- [Data records]
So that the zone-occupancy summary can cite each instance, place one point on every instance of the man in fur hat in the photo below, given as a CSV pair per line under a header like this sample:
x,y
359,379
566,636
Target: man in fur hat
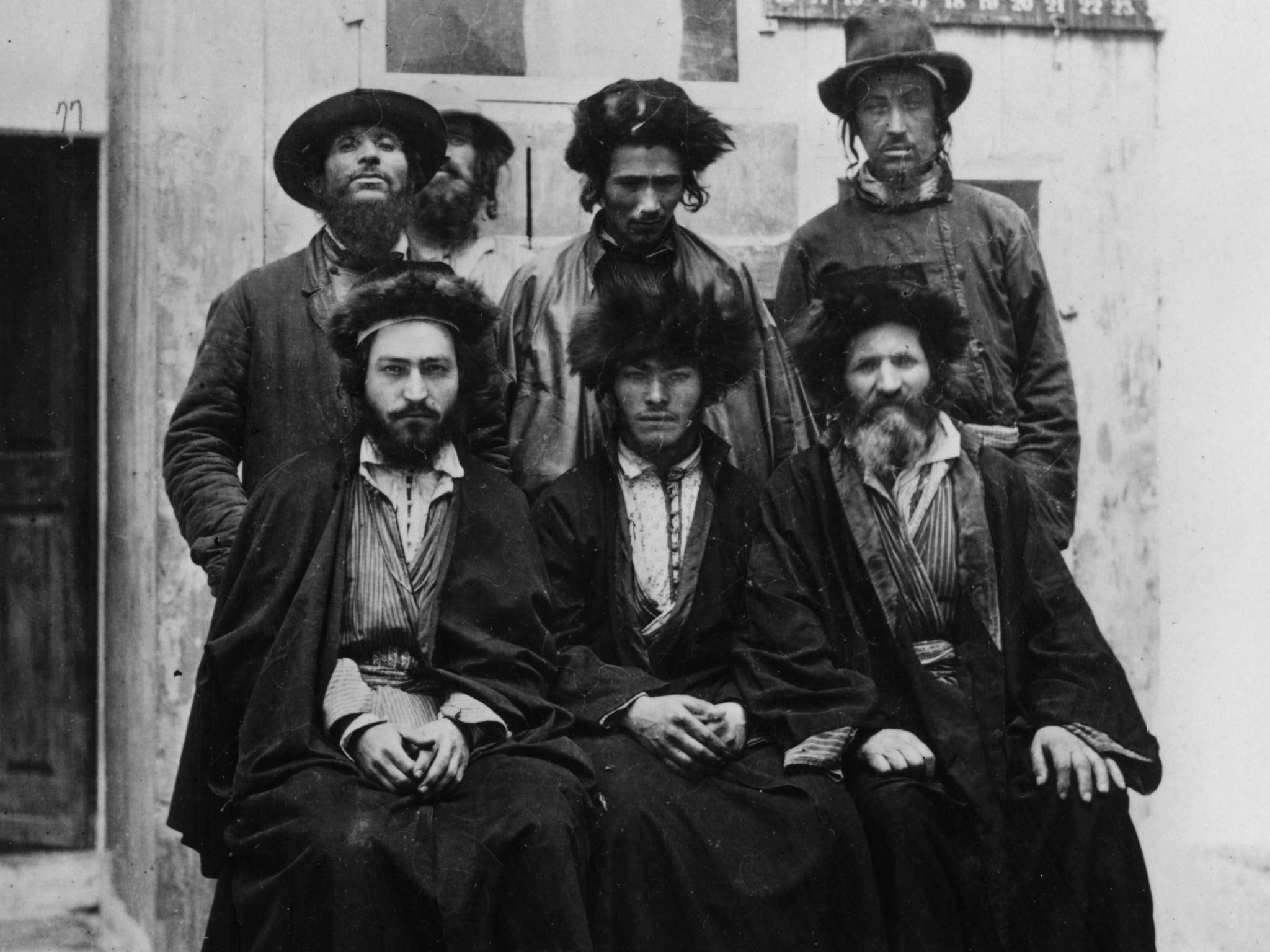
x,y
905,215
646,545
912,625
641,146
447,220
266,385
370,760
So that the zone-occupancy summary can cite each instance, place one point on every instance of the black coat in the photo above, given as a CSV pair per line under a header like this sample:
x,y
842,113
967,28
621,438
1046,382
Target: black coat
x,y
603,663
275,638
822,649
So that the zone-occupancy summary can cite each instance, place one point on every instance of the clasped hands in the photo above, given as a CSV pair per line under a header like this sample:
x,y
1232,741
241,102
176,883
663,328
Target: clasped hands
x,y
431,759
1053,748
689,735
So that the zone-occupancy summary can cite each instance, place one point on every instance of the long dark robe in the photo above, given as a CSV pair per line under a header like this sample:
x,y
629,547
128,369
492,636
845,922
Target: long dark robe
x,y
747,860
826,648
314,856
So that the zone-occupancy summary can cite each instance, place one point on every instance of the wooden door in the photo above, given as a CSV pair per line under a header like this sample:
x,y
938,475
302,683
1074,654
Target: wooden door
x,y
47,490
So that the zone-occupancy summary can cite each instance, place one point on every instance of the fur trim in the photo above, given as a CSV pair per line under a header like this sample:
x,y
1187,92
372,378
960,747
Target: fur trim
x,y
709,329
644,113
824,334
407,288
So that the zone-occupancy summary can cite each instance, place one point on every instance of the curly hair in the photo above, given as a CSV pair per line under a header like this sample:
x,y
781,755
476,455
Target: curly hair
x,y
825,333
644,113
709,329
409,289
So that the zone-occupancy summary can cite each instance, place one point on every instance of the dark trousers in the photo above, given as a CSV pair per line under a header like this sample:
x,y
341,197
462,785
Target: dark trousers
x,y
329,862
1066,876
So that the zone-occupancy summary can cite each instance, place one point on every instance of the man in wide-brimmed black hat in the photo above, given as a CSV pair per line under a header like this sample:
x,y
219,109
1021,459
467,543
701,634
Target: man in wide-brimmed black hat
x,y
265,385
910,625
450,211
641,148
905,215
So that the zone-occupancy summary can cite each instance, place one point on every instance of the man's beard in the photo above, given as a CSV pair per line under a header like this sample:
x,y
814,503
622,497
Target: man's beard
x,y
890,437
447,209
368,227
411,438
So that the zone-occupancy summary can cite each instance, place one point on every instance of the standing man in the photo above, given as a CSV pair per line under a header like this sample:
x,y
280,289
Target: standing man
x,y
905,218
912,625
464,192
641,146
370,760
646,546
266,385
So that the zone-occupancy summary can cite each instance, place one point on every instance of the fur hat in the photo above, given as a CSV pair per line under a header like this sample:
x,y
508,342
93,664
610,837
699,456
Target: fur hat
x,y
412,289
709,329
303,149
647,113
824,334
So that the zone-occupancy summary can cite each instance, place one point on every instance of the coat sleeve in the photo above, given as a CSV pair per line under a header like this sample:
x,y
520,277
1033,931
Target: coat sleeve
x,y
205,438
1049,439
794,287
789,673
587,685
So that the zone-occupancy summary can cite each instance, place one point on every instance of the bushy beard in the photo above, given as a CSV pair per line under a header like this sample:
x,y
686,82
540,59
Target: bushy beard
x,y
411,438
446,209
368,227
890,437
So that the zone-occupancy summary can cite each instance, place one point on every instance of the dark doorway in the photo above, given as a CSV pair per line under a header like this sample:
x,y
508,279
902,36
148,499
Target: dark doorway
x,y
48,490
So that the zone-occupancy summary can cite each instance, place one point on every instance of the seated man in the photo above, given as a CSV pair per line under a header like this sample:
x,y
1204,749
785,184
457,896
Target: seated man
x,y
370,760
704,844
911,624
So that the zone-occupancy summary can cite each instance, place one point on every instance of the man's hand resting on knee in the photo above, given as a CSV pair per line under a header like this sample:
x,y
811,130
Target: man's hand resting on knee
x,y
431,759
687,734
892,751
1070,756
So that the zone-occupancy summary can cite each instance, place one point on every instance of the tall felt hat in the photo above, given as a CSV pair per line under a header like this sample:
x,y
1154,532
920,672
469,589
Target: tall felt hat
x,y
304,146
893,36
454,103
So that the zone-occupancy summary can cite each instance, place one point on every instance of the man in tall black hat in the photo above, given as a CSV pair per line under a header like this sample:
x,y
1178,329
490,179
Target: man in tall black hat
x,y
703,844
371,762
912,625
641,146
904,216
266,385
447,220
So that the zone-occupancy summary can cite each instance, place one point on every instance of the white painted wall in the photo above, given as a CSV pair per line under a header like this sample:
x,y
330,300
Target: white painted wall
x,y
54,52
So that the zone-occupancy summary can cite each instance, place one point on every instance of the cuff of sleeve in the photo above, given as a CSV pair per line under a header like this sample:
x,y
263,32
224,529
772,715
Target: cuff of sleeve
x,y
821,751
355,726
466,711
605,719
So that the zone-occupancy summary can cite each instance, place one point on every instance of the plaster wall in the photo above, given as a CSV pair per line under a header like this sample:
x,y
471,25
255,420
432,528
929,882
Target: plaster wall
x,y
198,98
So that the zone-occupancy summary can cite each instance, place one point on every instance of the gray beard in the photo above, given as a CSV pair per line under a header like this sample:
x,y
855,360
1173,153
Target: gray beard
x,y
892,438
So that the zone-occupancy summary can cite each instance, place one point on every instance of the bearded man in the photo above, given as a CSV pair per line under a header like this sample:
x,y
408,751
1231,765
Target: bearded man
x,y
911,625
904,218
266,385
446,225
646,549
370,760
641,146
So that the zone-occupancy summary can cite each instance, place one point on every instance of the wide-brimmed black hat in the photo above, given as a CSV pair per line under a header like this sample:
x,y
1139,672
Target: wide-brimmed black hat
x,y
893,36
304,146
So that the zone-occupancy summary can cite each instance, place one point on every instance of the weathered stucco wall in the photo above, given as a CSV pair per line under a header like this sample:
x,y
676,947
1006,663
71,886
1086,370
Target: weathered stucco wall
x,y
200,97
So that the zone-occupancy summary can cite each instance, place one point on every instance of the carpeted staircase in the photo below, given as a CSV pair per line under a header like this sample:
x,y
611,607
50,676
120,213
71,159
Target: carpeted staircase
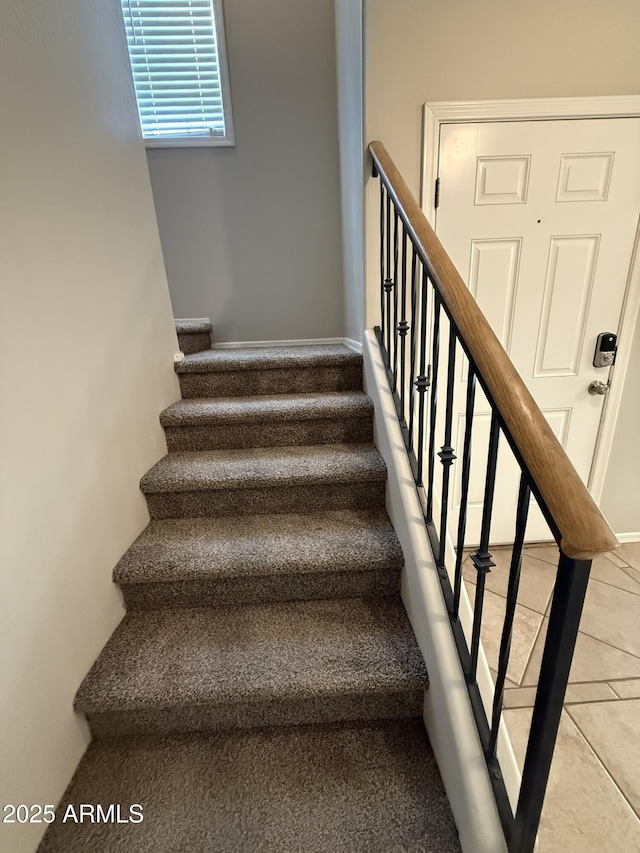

- [Instructions to follow]
Give the listing again word for word, without its images.

- [Output for this exercise]
So that the zone-occupancy summary can cite each instance, place one point on every instance of the man in fur hat in the photo below, given as a CSV pair per line under a header like this sample:
x,y
359,379
566,636
Target: man in fur hat
x,y
905,215
646,545
912,625
641,146
447,220
266,385
370,760
So that the zone-occupancy summary can cite each instance, place one point on every instance of the black coat in the photo above, given as a CSV pair per line under a header like this sample:
x,y
842,113
967,28
621,438
1046,382
Target: black coat
x,y
603,663
275,638
822,649
So that the zone-occupancy summary can cite each instance, place one point on every instance of the clasped hands in the photo above, given as a CSV pair per line under a header like this sample:
x,y
1232,741
241,102
176,883
663,328
Target: clasped hands
x,y
431,759
1053,748
689,735
So that the zone-occupancy summary can cite each instance, place one point on every instance of the long dark robe in the photo above, given as a CSV pair per line under a header like this sample:
x,y
629,547
128,369
492,636
845,922
Target: long dark robe
x,y
747,860
826,648
314,856
So that the zone-occupancy summary can cite each instance, place one point on every instance of the wooden door in the photo above, given as a CSV pair per line under a header like this sample:
x,y
938,475
302,683
1074,654
Target: wooden door
x,y
47,490
So that the zone-occupancy summary can cite each instance, place one point on every instance of the fur trim in the photo above, given as a CSV pair per line under a header like this sample:
x,y
1187,92
372,378
960,747
Target: fur trim
x,y
709,329
644,113
824,334
407,288
So that the zone-occupancy summary can cite each instance, place one point on every instance of the curly hair in the photo above, given as a CSV pair per line under a header like this sample:
x,y
781,755
476,455
Target: curly hair
x,y
825,333
644,113
709,329
409,289
So that the zone-occupancy summary can cite each instance, place one point on every instance of the dark trousers in the photo above, given as a CSV pair per line under a header like this sample:
x,y
341,197
462,785
Target: dark trousers
x,y
329,862
1066,876
So that the zone-occupancy summary can cite each instance, place one point on every instance of the man in wide-brimmed black hat in the photo above, given as a CSV pair per line under a header like this sample:
x,y
219,109
1021,459
467,543
701,634
Target: man in wide-brimmed black hat
x,y
265,385
910,625
450,211
641,148
905,215
So that the zone-occupancy summary can cite each instance, place one point on every instance of the man's beard in the photo above, given as a CSV pair per line under a header like this sample:
x,y
814,503
622,497
Target: man's beard
x,y
890,437
447,209
368,227
411,438
So that the zone-occupancy summary can cite each instance, place one point on every instance of the standing man in the photo above, given as a CSV pair per line under a header like this sample:
x,y
280,289
Target: standing man
x,y
905,218
912,625
464,192
641,146
370,760
646,546
266,385
So that the zone-occupancy summary can cite each instance, place one point on every instance of the fur hat in the photo above, given as a CSV pair per line under a header like this sample:
x,y
508,342
93,664
610,837
699,456
Target: fur hat
x,y
412,289
709,329
303,149
647,113
824,334
So that the zone-occupancy summary can cite each instance, place one point on every instance of the coat sleeve in the photo above, given as a CSV pair per line under a header like this sample:
x,y
520,277
1033,931
Target: coat sleeve
x,y
205,438
1049,439
794,287
789,673
587,685
So that the zone-occupancy summary can cite each instance, place one point on every instance of the bushy beard in the photo above, given as a CSV pair per line under a header like this sample:
x,y
686,82
540,59
Target: bushy beard
x,y
411,438
446,209
368,227
890,437
So that the zone-occupancy summary can cite each instance, place one point on every instance of the dark doorway in the photo above, given as a CSV pair per line under a header like this sample:
x,y
508,279
902,36
148,499
Target: dark doorway
x,y
48,490
So that the zone-occupancy summary can cite each instance, place one point on every instance of the seated man in the photo above, given as a CSV pair per line under a header like this sample:
x,y
1204,749
785,184
457,896
Target: seated man
x,y
370,760
704,844
911,624
So that the zone-occupancy summary can cite each instance, place one point on every instance of the man's hand resting on knee in the photo above, given as a CSV pair per line under a header like this sample:
x,y
811,130
Target: man's hand resting on knee
x,y
431,759
687,734
892,751
1070,756
So that the zone-occupancy summary can cite each instance, place one point on every instance of the tall felt hat in the photo above, given as a CSV pair per line under a header like this sample:
x,y
1154,532
920,672
469,589
Target: tall felt hat
x,y
304,146
893,36
454,103
So that the zone-occupancy summary can cite each instance, place one point on every instance of the man in tall black hat in the photo above, given as a CSV pair per line under a header like this sample:
x,y
1178,329
490,179
Target: man in tall black hat
x,y
703,844
371,762
912,625
641,146
904,216
266,385
447,220
So that the zone-occupancy summary can cite each instance, place one point on every instance of the white painted wall in the photo above, given as a CSV pair per line under a header like this sample:
x,y
330,300
Target: white painted wall
x,y
54,52
So that the zone-occupancy summary can cite each instance, place one point on every instance of the cuff of sleeve in the photo above, given as a CSV pair per line under a header like this sample:
x,y
263,32
224,529
772,715
Target: cuff of sleeve
x,y
821,751
355,726
466,711
605,719
So that the zone-occupancy summary can cite each instance, place one point on every instance of the plaster wall in the photo above, given as a CSV pair per line under a header like this sample:
x,y
471,25
255,420
432,528
929,882
Target: plaster wall
x,y
198,98
So that the zone-occupancy summary can cite each instance, place one point on every instance of the gray beard in the photo above, given as a CSV pair per line under a header like this sample:
x,y
855,360
1173,153
Target: gray beard
x,y
892,438
So that the zone-occupancy summary can cite each instance, place one point on every instance of the bearded man in the photo above, given as a CSV pair per line under a header like this sample:
x,y
408,751
1231,765
Target: bearded man
x,y
911,625
904,218
266,385
446,225
646,549
370,760
641,146
So that the zone-occupancy summary can cite each instance, place one point on every instance of the wide-brimmed black hat in the photo above, given as a CSV pair per line under a header like this sample:
x,y
1139,672
Target: wide-brimmed black hat
x,y
893,36
304,146
So that the zone-occupancy summary can cite each instance, place one point on every instance of the weathered stucco wall in the photo above, given as a CSV pair per line under a header like this sample:
x,y
676,947
1006,663
71,886
1086,370
Target: weathered stucco wall
x,y
200,97
So that the zone-occupancy summary can cite each instance, place one point on every instance of the carpeted staircase in the photo below, given as a CSV pair per line under a header like this sample:
x,y
611,607
50,676
120,213
71,159
Target: carpeted staircase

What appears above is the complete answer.